Work item: Go to the line containing "the dark cliff" and return it and each line after it exactly, through the end of the data below, and nothing more.

Material for this exercise:
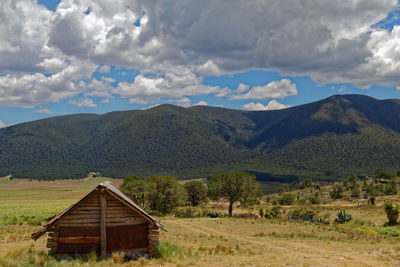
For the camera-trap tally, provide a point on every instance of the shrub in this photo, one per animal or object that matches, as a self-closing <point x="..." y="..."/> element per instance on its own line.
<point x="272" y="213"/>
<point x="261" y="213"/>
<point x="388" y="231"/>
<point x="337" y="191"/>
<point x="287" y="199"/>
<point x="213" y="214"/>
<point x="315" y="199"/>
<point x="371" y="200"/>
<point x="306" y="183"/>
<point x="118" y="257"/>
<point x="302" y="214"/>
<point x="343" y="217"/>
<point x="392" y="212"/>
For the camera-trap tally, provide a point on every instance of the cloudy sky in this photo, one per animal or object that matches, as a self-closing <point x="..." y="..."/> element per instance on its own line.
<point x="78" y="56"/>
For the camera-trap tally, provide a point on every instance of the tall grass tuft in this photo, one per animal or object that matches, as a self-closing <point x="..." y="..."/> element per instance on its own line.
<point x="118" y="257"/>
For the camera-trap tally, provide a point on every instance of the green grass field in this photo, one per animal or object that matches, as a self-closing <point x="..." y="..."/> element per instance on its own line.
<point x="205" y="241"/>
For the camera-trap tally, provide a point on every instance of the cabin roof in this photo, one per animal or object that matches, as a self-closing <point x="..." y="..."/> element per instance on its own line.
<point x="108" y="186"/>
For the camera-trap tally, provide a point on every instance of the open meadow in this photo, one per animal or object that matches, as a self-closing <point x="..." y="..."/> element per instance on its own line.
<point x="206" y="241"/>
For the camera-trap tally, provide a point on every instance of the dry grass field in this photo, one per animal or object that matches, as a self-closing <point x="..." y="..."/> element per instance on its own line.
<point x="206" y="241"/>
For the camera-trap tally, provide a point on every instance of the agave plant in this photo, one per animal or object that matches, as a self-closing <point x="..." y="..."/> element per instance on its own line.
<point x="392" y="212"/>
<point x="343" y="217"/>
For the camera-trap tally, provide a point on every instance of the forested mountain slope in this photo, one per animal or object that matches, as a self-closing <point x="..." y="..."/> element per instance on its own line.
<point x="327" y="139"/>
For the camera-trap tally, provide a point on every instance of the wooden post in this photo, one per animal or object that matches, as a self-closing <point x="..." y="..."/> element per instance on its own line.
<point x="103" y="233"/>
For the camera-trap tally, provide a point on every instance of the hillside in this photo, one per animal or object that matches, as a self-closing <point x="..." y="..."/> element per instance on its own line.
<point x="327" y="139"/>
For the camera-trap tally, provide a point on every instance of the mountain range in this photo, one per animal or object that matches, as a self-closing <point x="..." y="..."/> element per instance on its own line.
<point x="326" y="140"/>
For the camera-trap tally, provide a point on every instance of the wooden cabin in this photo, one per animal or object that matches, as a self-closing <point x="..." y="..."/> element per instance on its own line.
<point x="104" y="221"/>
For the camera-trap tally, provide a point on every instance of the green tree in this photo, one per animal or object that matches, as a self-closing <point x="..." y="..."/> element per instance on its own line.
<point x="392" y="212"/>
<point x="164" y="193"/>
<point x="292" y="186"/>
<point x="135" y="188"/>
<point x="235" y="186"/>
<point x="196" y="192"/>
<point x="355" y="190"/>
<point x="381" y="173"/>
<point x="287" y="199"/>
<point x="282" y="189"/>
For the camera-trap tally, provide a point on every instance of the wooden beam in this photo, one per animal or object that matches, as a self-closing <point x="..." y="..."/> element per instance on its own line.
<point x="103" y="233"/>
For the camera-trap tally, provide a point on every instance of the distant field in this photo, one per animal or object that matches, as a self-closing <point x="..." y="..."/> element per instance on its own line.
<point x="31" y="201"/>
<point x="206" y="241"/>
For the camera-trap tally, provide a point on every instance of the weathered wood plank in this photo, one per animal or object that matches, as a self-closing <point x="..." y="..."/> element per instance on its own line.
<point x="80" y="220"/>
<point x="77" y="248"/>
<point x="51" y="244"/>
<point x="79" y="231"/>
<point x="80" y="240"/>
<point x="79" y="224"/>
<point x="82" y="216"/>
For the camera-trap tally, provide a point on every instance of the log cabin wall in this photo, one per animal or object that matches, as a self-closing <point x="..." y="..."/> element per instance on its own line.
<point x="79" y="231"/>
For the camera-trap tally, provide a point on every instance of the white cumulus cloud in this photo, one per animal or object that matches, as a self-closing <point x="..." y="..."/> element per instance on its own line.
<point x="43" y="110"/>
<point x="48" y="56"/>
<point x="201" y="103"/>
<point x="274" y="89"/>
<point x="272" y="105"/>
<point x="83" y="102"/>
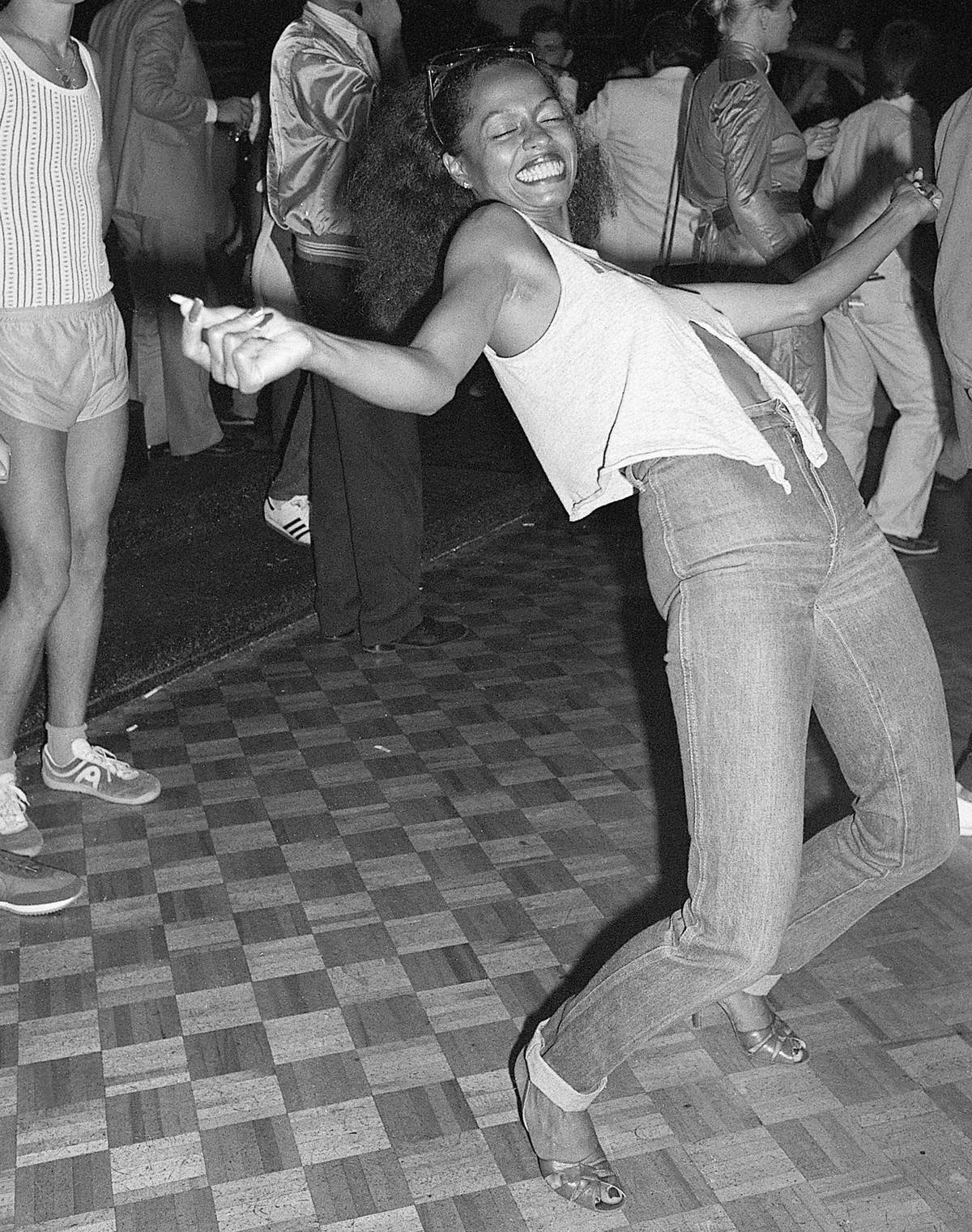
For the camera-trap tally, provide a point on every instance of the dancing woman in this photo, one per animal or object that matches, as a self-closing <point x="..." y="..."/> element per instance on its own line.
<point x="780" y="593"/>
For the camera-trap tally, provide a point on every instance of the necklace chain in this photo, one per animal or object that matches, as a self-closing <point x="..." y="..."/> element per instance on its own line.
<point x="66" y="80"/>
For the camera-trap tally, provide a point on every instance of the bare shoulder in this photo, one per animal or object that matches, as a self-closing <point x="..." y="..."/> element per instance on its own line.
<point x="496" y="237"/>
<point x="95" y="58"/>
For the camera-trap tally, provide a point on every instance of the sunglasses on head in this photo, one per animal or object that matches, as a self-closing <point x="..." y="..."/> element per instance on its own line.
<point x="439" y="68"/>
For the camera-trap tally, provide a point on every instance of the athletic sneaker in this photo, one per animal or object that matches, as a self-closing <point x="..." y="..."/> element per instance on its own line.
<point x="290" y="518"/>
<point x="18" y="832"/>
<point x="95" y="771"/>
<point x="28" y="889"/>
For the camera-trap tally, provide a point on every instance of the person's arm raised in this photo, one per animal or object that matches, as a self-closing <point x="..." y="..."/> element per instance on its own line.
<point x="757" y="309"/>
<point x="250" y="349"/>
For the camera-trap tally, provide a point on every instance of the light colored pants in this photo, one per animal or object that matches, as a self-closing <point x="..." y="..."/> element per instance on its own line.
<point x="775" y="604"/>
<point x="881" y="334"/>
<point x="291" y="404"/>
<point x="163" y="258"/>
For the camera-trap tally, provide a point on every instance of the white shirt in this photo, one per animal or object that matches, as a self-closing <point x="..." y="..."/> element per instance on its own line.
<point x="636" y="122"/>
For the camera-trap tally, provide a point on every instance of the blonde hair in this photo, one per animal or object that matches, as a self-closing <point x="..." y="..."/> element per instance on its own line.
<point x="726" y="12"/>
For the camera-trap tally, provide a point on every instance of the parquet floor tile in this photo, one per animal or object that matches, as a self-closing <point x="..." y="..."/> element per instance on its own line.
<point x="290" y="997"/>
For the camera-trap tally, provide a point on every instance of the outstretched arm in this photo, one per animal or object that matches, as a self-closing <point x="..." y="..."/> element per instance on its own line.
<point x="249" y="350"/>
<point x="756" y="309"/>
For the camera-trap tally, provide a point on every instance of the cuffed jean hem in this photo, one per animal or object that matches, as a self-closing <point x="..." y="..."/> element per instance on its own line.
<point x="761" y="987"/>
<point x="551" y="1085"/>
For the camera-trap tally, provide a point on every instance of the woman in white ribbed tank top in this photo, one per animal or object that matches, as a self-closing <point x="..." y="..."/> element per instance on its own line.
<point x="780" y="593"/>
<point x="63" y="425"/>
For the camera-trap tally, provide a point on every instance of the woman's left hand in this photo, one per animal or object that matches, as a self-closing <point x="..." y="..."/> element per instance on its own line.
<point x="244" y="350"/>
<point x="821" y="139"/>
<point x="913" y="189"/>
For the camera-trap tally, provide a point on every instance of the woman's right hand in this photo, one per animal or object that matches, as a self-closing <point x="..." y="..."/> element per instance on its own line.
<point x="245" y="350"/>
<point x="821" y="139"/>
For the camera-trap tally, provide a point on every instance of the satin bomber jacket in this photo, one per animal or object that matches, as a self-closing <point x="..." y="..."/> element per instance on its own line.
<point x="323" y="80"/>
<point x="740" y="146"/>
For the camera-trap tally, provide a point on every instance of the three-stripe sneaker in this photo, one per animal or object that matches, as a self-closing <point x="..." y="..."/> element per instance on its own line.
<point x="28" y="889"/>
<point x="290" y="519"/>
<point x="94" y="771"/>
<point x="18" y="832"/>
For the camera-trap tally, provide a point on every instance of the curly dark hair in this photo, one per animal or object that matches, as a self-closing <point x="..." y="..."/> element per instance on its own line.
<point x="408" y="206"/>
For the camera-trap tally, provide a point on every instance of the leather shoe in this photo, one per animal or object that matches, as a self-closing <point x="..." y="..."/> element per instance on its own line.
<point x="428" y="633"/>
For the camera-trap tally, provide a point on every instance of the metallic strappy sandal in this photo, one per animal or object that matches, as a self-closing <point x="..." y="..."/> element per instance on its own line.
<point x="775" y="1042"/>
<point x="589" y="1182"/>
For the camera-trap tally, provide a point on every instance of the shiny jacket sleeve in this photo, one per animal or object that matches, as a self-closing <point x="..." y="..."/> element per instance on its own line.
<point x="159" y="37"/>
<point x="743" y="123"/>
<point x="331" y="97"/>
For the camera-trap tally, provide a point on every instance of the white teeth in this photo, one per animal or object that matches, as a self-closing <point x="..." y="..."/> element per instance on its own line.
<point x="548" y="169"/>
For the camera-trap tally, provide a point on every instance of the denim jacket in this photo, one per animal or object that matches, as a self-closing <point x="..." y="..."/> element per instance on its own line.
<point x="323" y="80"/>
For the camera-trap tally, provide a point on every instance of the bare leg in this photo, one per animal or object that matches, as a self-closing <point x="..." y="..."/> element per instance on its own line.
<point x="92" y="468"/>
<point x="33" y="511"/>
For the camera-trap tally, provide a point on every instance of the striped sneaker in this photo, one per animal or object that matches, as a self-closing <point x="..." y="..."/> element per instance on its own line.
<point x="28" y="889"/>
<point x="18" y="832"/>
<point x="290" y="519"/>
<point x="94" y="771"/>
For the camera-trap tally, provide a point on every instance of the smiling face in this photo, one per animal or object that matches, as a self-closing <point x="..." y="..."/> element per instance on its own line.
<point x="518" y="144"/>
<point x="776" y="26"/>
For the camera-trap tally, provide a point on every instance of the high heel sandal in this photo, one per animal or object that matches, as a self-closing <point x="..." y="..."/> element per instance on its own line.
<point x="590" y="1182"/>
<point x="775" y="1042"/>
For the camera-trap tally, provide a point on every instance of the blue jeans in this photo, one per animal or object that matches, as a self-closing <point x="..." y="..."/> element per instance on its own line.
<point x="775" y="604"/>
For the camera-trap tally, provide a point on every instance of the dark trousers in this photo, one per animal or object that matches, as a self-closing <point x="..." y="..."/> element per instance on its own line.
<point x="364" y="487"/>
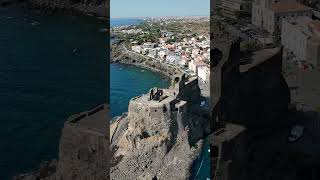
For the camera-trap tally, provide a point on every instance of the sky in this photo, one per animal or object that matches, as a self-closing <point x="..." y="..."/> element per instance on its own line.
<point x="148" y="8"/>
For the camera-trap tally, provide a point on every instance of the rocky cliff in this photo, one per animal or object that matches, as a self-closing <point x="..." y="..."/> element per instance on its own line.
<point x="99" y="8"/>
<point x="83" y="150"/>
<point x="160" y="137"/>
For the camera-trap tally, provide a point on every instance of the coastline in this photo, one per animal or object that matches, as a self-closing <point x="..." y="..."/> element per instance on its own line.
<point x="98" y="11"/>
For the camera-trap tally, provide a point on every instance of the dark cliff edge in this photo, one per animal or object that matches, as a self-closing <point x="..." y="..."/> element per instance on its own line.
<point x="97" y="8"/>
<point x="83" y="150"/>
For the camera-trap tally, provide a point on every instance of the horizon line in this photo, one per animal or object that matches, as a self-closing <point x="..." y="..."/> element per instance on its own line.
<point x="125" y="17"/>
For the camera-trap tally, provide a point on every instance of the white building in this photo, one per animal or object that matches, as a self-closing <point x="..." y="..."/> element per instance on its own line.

Exercise solution:
For the camera-trap tally, provide a point on every instance of the dark cliff edge in this photo, one per animal or object that matches, as a self-closing <point x="..." y="..."/> element per instance on its own line.
<point x="97" y="8"/>
<point x="83" y="150"/>
For the camera-trap tally, provide a point on every instance of the horizon line in this photo, one per animal or object that matches, as a self-closing <point x="..." y="..."/> element per instance on its own line.
<point x="125" y="17"/>
For the camera-trap tally, provide a point on every instance of the white building in this photo, one per animal or object that matches, as a self-closing <point x="..." y="..."/> element per instance on its own line.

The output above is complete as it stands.